TASK PROMPT: Where does the word "room" occur in the material? Copy each line that has it.
·····
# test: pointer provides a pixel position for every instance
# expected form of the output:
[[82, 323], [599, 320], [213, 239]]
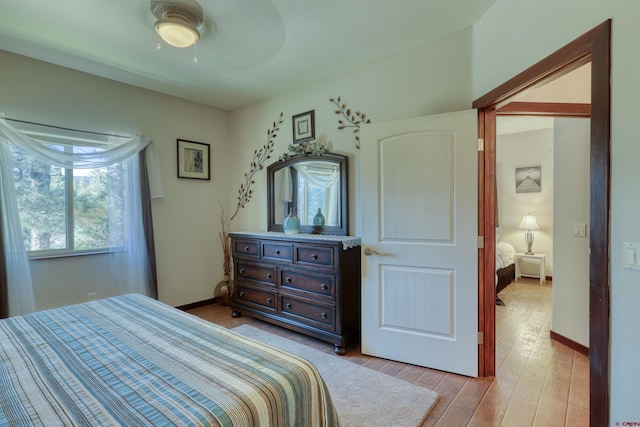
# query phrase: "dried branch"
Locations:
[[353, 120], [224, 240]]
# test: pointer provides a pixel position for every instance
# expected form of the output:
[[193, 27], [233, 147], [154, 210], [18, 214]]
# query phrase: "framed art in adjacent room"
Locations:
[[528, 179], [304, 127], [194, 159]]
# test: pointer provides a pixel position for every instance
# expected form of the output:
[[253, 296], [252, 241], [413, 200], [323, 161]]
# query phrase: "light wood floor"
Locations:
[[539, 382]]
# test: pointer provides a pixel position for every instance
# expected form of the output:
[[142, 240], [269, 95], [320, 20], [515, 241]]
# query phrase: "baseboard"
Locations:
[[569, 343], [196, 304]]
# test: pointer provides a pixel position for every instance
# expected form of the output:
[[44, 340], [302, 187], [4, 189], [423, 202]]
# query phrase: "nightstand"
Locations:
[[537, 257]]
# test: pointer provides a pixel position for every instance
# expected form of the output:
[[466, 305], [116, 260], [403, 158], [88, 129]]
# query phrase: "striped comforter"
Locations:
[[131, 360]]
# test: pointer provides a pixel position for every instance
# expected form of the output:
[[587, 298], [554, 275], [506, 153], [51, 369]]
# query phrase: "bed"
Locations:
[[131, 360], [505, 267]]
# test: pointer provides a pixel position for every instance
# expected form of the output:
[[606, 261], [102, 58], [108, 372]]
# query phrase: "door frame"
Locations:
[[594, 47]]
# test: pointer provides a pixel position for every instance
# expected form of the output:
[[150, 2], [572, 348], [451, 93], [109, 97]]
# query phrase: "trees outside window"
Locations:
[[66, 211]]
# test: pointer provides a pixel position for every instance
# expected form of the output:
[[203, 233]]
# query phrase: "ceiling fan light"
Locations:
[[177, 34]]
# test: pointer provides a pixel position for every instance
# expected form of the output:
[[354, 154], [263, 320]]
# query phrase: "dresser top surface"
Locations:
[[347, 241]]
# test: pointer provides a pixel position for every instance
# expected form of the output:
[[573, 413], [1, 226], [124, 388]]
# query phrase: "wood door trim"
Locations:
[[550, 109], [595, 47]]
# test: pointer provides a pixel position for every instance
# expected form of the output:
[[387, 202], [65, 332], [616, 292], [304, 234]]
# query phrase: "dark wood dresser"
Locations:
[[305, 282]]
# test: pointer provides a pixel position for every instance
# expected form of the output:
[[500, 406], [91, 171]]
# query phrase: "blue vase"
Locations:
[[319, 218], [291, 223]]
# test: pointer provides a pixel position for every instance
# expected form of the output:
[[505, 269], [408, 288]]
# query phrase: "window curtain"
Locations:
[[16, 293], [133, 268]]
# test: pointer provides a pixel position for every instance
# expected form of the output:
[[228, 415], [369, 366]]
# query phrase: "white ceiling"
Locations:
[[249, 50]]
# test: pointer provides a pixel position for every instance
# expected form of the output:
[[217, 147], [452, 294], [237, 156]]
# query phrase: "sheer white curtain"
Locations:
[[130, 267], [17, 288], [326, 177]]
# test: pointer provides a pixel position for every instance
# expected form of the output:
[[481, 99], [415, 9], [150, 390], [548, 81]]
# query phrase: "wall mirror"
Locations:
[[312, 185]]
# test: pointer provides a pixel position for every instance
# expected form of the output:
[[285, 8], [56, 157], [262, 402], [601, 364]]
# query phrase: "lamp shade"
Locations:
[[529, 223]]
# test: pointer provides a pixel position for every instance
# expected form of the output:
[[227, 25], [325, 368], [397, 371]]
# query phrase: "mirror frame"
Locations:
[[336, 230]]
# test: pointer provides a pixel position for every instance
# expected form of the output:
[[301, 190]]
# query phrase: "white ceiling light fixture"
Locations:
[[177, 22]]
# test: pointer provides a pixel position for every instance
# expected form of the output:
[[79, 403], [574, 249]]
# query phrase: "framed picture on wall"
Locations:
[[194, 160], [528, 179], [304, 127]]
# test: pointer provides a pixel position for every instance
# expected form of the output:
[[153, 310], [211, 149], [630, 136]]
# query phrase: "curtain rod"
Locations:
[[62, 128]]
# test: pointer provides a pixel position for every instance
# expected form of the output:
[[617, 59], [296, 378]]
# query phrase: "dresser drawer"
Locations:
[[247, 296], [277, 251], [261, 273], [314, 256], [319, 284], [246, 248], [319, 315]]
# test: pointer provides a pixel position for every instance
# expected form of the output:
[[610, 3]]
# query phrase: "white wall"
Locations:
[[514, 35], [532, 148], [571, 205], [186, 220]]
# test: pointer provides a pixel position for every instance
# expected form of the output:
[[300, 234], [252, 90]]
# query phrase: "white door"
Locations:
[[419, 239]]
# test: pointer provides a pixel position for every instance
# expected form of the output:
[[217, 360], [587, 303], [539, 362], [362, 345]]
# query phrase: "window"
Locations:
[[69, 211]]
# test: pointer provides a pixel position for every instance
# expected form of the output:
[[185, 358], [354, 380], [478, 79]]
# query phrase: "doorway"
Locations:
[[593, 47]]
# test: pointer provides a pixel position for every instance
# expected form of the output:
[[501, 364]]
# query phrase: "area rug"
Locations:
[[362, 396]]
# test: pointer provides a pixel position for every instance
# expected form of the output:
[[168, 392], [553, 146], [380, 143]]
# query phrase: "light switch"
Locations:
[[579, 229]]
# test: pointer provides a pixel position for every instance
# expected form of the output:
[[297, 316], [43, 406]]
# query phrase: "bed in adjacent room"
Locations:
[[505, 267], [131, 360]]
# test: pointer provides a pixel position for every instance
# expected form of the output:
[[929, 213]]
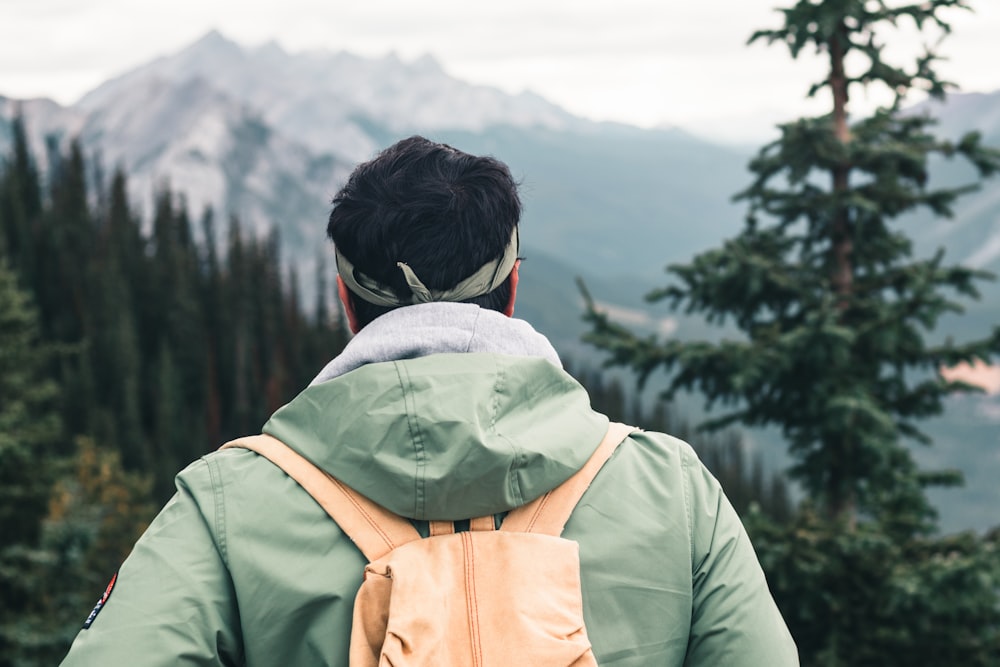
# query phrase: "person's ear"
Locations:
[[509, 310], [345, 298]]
·····
SOLUTION FOR THIS TASK:
# query phrase: "framed art in adjacent room"
# query phrase: "bed in adjacent room"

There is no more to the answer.